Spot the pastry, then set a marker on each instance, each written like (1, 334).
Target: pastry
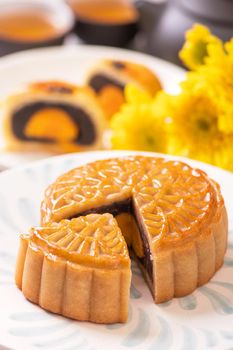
(53, 116)
(79, 268)
(172, 217)
(109, 77)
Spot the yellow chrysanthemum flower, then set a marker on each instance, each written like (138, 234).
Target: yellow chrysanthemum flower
(195, 48)
(195, 131)
(215, 80)
(137, 126)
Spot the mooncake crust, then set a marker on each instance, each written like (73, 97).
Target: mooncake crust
(54, 92)
(124, 72)
(180, 210)
(78, 268)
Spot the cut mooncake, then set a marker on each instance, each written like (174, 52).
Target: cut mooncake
(79, 268)
(108, 79)
(172, 217)
(53, 116)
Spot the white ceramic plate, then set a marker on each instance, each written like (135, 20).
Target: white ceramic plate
(68, 63)
(202, 320)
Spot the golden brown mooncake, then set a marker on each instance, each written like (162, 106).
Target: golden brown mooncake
(79, 268)
(171, 215)
(108, 79)
(53, 116)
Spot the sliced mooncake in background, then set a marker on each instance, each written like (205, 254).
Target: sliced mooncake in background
(108, 79)
(53, 116)
(79, 268)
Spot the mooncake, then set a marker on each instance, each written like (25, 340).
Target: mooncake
(79, 268)
(108, 79)
(53, 116)
(172, 217)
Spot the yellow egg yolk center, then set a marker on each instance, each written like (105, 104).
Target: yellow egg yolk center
(52, 123)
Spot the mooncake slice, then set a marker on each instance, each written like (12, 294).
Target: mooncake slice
(53, 116)
(173, 217)
(78, 268)
(108, 79)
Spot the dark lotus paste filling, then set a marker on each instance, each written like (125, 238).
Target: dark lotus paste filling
(99, 81)
(20, 118)
(126, 206)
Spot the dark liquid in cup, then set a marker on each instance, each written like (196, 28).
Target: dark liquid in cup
(104, 11)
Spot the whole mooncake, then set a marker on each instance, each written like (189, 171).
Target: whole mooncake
(53, 116)
(108, 79)
(172, 217)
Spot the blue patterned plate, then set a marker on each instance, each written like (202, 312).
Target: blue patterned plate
(202, 320)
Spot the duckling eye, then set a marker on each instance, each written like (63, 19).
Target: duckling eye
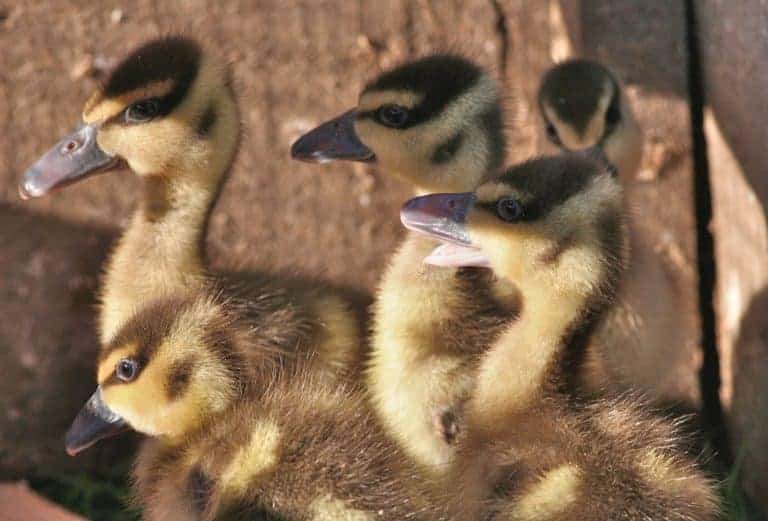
(126, 369)
(552, 134)
(142, 111)
(393, 115)
(509, 209)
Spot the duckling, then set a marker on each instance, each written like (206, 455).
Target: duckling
(169, 112)
(531, 447)
(234, 434)
(583, 106)
(436, 123)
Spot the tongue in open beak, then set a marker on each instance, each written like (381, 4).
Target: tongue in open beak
(443, 216)
(73, 158)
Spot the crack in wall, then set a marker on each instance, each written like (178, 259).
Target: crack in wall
(709, 375)
(502, 35)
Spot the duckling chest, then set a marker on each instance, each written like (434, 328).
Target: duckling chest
(440, 310)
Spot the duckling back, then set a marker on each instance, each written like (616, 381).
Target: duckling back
(611, 459)
(301, 450)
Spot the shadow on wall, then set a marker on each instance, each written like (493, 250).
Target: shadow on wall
(750, 400)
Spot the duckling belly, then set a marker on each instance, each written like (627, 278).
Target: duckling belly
(429, 326)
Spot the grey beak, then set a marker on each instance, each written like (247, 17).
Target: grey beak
(73, 158)
(94, 422)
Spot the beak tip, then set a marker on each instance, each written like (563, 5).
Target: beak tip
(26, 191)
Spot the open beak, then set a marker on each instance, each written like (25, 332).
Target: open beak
(73, 158)
(443, 216)
(94, 422)
(333, 140)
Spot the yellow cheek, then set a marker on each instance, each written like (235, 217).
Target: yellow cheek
(148, 148)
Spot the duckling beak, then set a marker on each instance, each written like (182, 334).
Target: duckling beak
(94, 422)
(71, 159)
(443, 216)
(333, 140)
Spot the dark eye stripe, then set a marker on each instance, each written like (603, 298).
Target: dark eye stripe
(179, 378)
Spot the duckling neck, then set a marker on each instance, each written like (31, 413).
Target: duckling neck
(162, 249)
(531, 355)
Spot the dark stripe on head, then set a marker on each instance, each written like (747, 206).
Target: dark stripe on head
(446, 150)
(440, 79)
(174, 58)
(179, 377)
(545, 183)
(148, 328)
(574, 88)
(199, 488)
(492, 123)
(207, 121)
(553, 254)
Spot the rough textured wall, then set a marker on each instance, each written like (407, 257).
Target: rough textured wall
(734, 48)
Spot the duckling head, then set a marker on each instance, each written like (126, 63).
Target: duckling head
(435, 122)
(554, 221)
(583, 106)
(165, 110)
(172, 367)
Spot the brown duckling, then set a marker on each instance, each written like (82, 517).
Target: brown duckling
(531, 448)
(583, 106)
(169, 112)
(436, 123)
(234, 434)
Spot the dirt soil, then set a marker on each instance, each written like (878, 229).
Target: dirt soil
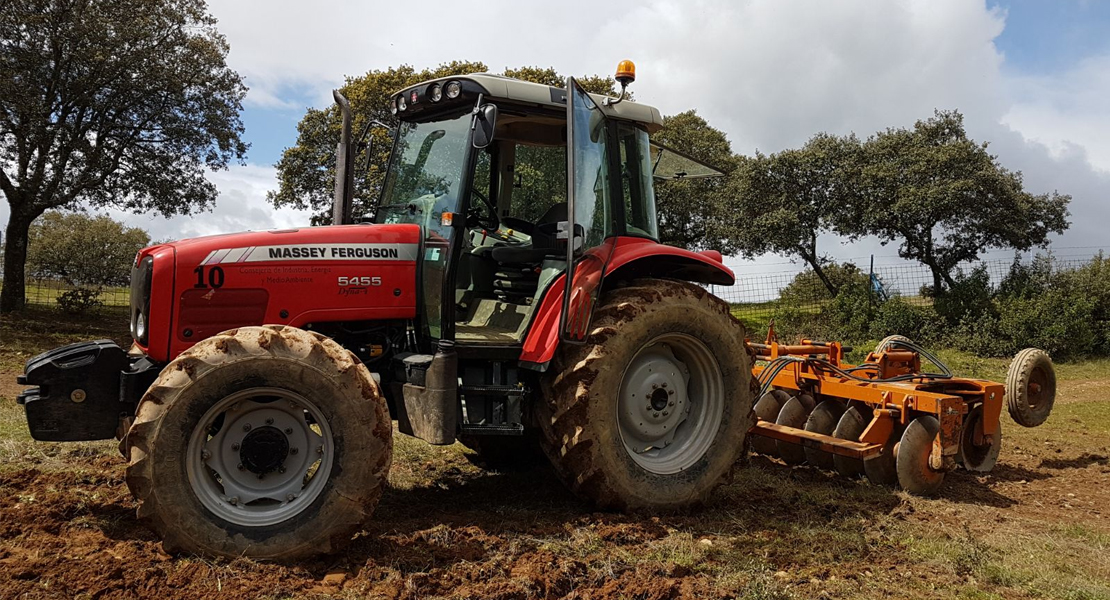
(1037, 527)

***

--- WORK TO BE COMPLETED ---
Arrange all of the items above as a two-column CSV with the columns "text" and "answer" and one row per item. Put each item's text and its answer in a single quoted field, replacing line breaks with spaces, and leave the pictures out.

--- CORRECT ANSWER ---
text,answer
"Spot the pastry, then set a marker on each instance, each written like (1, 334). Target: pastry","(53, 116) (79, 268) (172, 217) (109, 77)"
"Spot the yellow chrysanthemum flower, then set a marker on each instance, each written like (138, 234). Target: yellow chrysanthemum flower","(195, 48) (195, 131) (215, 80) (137, 126)"
"Spot the mooncake crust, then set a marker on each instance, each written like (73, 97). Target: mooncake crust","(54, 92) (124, 72) (180, 210) (78, 268)"
"Spot the cut mooncake, then set a marker on each instance, each written like (174, 52). Target: cut mooncake","(79, 268) (108, 79) (172, 217) (53, 116)"
"Spot the white ceramic plate, then set a marker on each instance, each written like (135, 20). Target: white ceramic plate","(68, 63) (202, 320)"
"Spot the golden brown mooncake, then set a marker on each instance, each written like (162, 106). Target: golden brown mooncake","(79, 268) (171, 215) (108, 79) (53, 116)"
"Spot the sliced mooncake in background, then set a marker on each instance, each written like (205, 254). Target: sliced mooncake in background","(108, 79) (53, 116) (79, 268)"
"Spot the mooncake, then set a marker on each instance, each written like (25, 340). Target: mooncake","(79, 268) (108, 79) (53, 116) (172, 217)"
"Spot the yellow egg yolk center, then set a marker on each instance, each written like (105, 104). Target: yellow egg yolk center","(52, 123)"
"Spot the mooncake slice, then set a marker on each instance, each written like (12, 294). Target: mooncake slice","(53, 116) (173, 217) (78, 268) (108, 79)"
"Spot the dark lotus paste filling, then set a marker on each instance, each written like (125, 238). Target: dark lotus paste filling","(99, 81) (20, 118) (126, 206)"
"Spot the dark liquid in cup, then set a marker on each instance, each written like (196, 28). Target: dark liquid in cup","(104, 11)"
"Spot the whole mooncake, then set a marker on each instance, each written like (189, 171). Target: whole mooncake","(53, 116) (108, 79) (172, 217)"
"Spot the blue patterned plate, then set a marker on each instance, each written like (202, 312). Target: blue patterned plate","(202, 320)"
"Spot the duckling eye, then set a marker on each instance, each written like (63, 19). Target: duckling eye","(126, 369) (552, 134) (142, 111) (393, 115) (509, 209)"
"Spot the duckling, then set a marker on each instance, each written like (206, 455). Target: duckling","(169, 112) (531, 447) (234, 434) (583, 106) (436, 123)"
"Spot the tongue in open beak, then set a marker on each instance, each written like (381, 4). Target: tongue in open beak","(443, 216) (73, 158)"
"Spot the crack in wall, then set a marker on each instance, each written like (178, 259). Target: crack in wall","(709, 375) (502, 35)"
"Spot the duckling chest, then set a marker on each instance, each written like (434, 328). Target: duckling chest","(440, 310)"
"Spot the duckling back, then set a marker on each instance, each written like (616, 381). Target: duckling back","(611, 459) (301, 450)"
"Spot the shadow on wall, then set a marker on each instance, each written like (493, 250). Target: shadow on wall","(750, 400)"
"Spot the duckling belly, then set a marker on each instance, each written like (627, 278). Target: duckling belly","(429, 326)"
"Spot the grey beak, then set a marker on each instance, each written like (247, 17). Target: grey beak","(73, 158) (94, 422)"
"Spot the beak tip, then set a marker on each instance, each written like (563, 5). Target: beak tip","(26, 191)"
"Spot the open beak, then set a marker on each instance, each written like (25, 332). Target: open beak","(73, 158) (443, 216) (94, 422) (333, 140)"
"Spot the yellow cheek, then set a marker on each instance, each written like (235, 217). Target: yellow cheek","(148, 148)"
"Spot the duckling beak, then set a marker on each instance, each written like (182, 334). Target: duckling beak","(94, 422) (71, 159) (443, 216) (333, 140)"
"Spot the dark eye stripe, then set a marker on each instance, each written like (603, 298). Target: dark eye stripe","(179, 378)"
"Spot the duckling neck, then set a marker on each instance, each written like (31, 413). Target: duckling neck","(162, 249) (531, 355)"
"Spot the dark stripe on head, then set a marker on each instance, each written like (747, 206). Target: dark stripe on head","(446, 150) (440, 79) (174, 58) (179, 377) (545, 183) (148, 328) (574, 88) (199, 488) (492, 123) (207, 121) (553, 254)"
"Spot the rough textured wall, then set a marker on each instance, each written like (407, 257). Target: rough textured wall","(734, 48)"
"Spot the duckling head, then set a marker on each instance, each written like (126, 63). Target: duckling head","(435, 122) (554, 221) (583, 106) (165, 110) (172, 367)"
"Spot the brown duckling, then set a marker on each instance, each written like (82, 517). Target: brown duckling","(531, 448) (583, 106) (169, 112) (436, 123) (234, 434)"
"Spot the dirt soil, then set a marker on each instance, each written like (878, 229). Target: dirt soil","(1037, 527)"